Copy the passage from the text on diagnosing kidney tumors word for word, starting at "Kidney tumors are" and ending at "evaluate possible metastases.".

*SELECTED TEXT*:
--------------------

Kidney tumors are diagnosed mainly by abdominal ultrasound and CT. Ultrasound findings showing solid masses in the kidneys should be examined by CT with contrast. This will verify renal cell carcinoma and also provide information about the function and morphology of the contralateral kidney. Abdominal CT will determine the extent of the primary tumor and can give information about extrarenal conditions such as vein invasion, enlarged lymph nodes, and the adrenal glands and liver. Chest CT is the most accurate examination to evaluate the condition of the lungs. If this is not performed, a routine X-ray must be carried out to evaluate possible metastases.

MRI

MRI is reserved primarily for patients with locally advanced disease, possible vein involvement, renal insufficiency, or allergy to intravenous contrast agent. MRI is used to evaluate inferior caval vein tumor thrombosis, as well as unclassified renal masses.  

Physical examination

The physical examination has a limited role in diagnosing renal cell carcinoma. The examination may be useful for identifying palpable masses, palpable cervical lymphadenopathy, bilateral edema in the legs, and recent varicocele in men. Such findings indicate the need for further investigation.

--------------------

(Stored data entries)
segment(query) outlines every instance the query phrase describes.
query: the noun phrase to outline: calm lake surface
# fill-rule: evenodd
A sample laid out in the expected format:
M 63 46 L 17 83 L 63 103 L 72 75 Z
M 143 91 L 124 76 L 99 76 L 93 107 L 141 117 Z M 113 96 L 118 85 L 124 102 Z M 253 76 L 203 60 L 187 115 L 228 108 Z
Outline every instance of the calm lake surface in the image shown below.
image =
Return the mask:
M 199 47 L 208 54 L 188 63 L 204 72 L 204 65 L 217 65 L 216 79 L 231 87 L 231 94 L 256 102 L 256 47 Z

--------------------

*EXERCISE ANSWER*:
Kidney tumors are diagnosed mainly by abdominal ultrasound and CT. Ultrasound findings showing solid masses in the kidneys should be examined by CT with contrast. This will verify renal cell carcinoma and also provide information about the function and morphology of the contralateral kidney. Abdominal CT will determine the extent of the primary tumor and can give information about extrarenal conditions such as vein invasion, enlarged lymph nodes, and the adrenal glands and liver. Chest CT is the most accurate examination to evaluate the condition of the lungs. If this is not performed, a routine X-ray must be carried out to evaluate possible metastases.